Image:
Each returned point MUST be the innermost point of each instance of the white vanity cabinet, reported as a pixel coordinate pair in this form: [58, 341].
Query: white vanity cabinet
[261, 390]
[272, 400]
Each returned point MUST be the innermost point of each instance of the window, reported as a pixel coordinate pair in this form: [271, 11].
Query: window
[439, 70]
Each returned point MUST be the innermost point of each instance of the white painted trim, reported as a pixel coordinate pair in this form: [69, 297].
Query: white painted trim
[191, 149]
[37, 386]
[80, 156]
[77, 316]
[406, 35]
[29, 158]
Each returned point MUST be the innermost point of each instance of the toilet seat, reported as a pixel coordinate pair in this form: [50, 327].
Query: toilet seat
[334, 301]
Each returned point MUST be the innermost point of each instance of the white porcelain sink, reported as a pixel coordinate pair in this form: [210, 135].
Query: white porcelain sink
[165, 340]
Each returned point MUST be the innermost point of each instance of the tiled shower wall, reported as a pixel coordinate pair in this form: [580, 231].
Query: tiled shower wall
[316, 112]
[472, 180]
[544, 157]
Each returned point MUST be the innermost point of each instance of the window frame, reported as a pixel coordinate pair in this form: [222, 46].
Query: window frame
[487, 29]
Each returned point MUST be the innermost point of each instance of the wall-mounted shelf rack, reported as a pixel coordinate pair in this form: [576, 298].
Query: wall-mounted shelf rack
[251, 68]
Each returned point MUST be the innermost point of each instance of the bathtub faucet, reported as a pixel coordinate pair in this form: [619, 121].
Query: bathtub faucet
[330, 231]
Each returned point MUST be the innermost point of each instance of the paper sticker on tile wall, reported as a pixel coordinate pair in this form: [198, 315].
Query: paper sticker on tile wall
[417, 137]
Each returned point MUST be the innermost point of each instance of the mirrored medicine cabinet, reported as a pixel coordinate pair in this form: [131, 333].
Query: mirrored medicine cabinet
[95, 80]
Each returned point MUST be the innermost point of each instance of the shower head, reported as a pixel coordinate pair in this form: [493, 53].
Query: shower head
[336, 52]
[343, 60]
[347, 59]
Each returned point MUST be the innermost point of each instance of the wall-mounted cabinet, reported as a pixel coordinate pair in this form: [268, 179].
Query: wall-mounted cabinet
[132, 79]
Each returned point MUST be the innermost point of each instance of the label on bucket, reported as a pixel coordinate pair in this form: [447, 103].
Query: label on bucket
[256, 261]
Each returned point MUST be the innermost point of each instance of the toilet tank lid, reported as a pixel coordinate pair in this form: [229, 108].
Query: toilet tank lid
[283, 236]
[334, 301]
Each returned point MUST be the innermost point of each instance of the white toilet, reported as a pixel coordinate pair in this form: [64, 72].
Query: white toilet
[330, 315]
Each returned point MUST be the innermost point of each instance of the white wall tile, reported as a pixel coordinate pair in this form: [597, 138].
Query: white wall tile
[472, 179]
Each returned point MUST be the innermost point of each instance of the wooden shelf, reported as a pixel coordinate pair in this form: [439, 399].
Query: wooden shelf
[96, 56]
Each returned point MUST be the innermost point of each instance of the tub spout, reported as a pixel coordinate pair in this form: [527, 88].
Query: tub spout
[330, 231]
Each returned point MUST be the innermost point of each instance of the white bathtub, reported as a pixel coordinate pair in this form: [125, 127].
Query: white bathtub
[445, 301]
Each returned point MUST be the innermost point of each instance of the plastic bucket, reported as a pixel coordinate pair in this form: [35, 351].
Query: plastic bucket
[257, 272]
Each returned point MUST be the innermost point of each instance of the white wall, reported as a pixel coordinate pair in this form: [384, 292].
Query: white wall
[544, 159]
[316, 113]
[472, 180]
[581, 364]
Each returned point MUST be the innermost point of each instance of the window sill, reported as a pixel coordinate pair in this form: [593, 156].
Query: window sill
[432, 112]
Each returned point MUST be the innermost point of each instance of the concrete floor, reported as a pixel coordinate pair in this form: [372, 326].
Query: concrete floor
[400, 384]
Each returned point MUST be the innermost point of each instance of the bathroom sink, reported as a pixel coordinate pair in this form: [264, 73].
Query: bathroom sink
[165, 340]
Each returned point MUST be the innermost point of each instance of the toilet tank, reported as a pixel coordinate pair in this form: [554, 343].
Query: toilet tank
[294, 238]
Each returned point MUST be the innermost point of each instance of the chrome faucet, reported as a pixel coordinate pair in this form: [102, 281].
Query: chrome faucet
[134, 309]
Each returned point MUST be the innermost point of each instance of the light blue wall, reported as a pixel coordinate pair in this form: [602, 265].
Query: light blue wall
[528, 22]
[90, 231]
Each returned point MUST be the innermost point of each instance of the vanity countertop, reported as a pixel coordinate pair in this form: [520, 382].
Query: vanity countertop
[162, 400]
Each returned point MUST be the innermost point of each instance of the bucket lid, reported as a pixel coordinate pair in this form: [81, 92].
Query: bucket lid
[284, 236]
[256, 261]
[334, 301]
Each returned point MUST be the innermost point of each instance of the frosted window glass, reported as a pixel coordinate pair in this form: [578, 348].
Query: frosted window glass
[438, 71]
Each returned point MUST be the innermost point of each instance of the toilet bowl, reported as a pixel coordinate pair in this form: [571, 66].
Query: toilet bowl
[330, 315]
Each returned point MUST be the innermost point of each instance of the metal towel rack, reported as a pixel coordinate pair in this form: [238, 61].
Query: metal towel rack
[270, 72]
-=-=-
## Try it:
Give every entry again, character for character.

## Your solution:
Image:
Each returned point MUST be the innermost point of each instance of the white vanity cabinet, reported as a pixel coordinate pair in this form: [58, 341].
Query: white vanity cabinet
[261, 390]
[272, 400]
Each returned point MUST be the innermost point of each instance of the window, reported as a pixel coordinate pair in this form: [271, 11].
Query: window
[439, 70]
Each returned point MUST be the innermost point of each instance of the white painted trim, reported as a pixel coordinate pair in this form: [69, 297].
Query: white painted trim
[191, 149]
[37, 386]
[80, 156]
[77, 316]
[406, 35]
[29, 158]
Each returned point MUST be the innermost point of each instance of the toilet seat, reported as a pixel coordinate pair in this form: [50, 327].
Query: toilet seat
[334, 301]
Each returned point MUST be the innermost point of each instance of the white porcelain sink, reported as a pixel coordinate pair in this form: [210, 135].
Query: white porcelain sink
[165, 340]
Each returned point MUST be the innermost point of each instance of the tiled shower wall, reported as a pixel coordinate pair in this form: [580, 231].
Query: tiled shower wall
[316, 112]
[472, 180]
[544, 157]
Each returned point MUST be the innermost point of each instance of the window frame, reported as a pixel coordinate pair in this form: [222, 46].
Query: window frame
[487, 29]
Each returned point MUST be the innermost point of each instance of the wall-mounted shelf rack, reported as a pixel coordinate pair in this form: [576, 298].
Query: wall-mounted shelf rack
[251, 68]
Each returned point MUST be the innermost point of each instance of the bathtub faucet, reported as a pixel coordinate pair in this form: [619, 121].
Query: bathtub faucet
[330, 231]
Each returned point MUST be the innermost point of each instance of the paper sticker on tile wall, reported as a pixel coordinate pair in this form: [198, 315].
Query: paper sticker on tile wall
[417, 137]
Each returned point MUST be the innermost point of each instance of the mirrored medicine cabinet, reported as a pixel coordinate pair in this form: [131, 333].
Query: mirrored medicine cabinet
[95, 80]
Each returned point MUST be the innermost point of each instance of the shower head, reported as a pixel coordinate pair in this form: [493, 53].
Query: shower head
[336, 52]
[343, 60]
[347, 59]
Each returned point MUST be the innermost point of each instance of the wall-mounted cabinet, reported as a pixel coordinate pair in this form: [268, 179].
Query: wall-mounted cabinet
[132, 79]
Each returned point MUST be the innermost point of each instance of the label on bucket, reported as a pixel coordinate pair in this form: [447, 103].
Query: label on bucket
[256, 261]
Each returned point MUST be the innermost point of each instance of the toilet tank lid, reported as a pixel coordinate pair in this form: [229, 108].
Query: toilet tank lid
[283, 236]
[334, 301]
Each returned point MUST be the innermost point of each instance of the white toilet, reported as a pixel coordinate pair in this form: [64, 72].
Query: white toilet
[330, 315]
Each returned point MUST be the innermost point of each instance of the white wall tile, reported as a pixel coordinate pair in this form: [597, 138].
Query: white wall tile
[472, 179]
Each returned point MUST be the innermost point of each instance of the wooden shelf, reported as a pixel coordinate pair in this form: [439, 399].
Query: wooden shelf
[96, 56]
Each returned point MUST be the innermost point of each instance of the tub spout, reported as a pixel coordinate pair in this form: [527, 88].
Query: tub spout
[330, 231]
Each returned point MUST be the innermost point of each instance of the white bathtub, reported as a pixel coordinate pair in this form: [125, 127].
Query: white bathtub
[445, 301]
Each returned point MUST be the innermost point of each instance of the plastic bucket, reported as a pixel coordinate pair in this form: [35, 351].
Query: plastic bucket
[257, 272]
Each returned point MUST be the innermost point of each instance of the white wall, reported as a pixel coordinate pair in this form: [384, 292].
Query: white wall
[544, 159]
[316, 113]
[472, 180]
[581, 364]
Each returned point MUST be the innermost point of each instance of the window sill, reported as a pixel coordinate pair in this form: [593, 156].
Query: window sill
[432, 112]
Each returned point MUST be the innermost point of each instance of the concrete floor, reported as a pixel coordinate pair in this form: [372, 326].
Query: concrete floor
[400, 384]
Each returned point MUST be the innermost point of each instance of the bathroom sink, reported as a pixel coordinate pair in this form: [264, 73].
Query: bathroom sink
[165, 340]
Each returned point MUST be the innermost point of each instance of the toilet tank, reported as a pixel coordinate pair in this form: [554, 343].
Query: toilet tank
[294, 238]
Each returned point MUST be the innermost point of each instance of the chrome faucet, reported as a pixel coordinate pair in this form: [102, 281].
Query: chrome faucet
[134, 309]
Each returned point MUST be the innermost point of each instance of the light blue wall, reported as a pixel coordinate pair in this form: [602, 265].
Query: light blue wall
[528, 22]
[90, 231]
Each returned point MUST be the innermost point of each instance of the vanity countertop, reported as a pixel coordinate pair in this form: [520, 382].
Query: vanity countertop
[162, 400]
Each returned point MUST be the innermost point of each instance of the bucket lid, reported as a pixel coordinate pair in this form: [81, 92].
Query: bucket lid
[284, 236]
[256, 261]
[334, 301]
Each returned point MUST be the innermost point of each instance of the frosted window glass, reported as a pixel coordinate pair in this form: [578, 348].
Query: frosted window glass
[438, 71]
Each returned point MUST be the innermost point of each instance of the toilet bowl, reported as a pixel coordinate pair in this form: [571, 66].
Query: toilet bowl
[330, 315]
Each returned point MUST be the innermost point of each instance of the metal towel rack, reported as a pixel coordinate pair in this form: [238, 61].
Query: metal towel rack
[270, 72]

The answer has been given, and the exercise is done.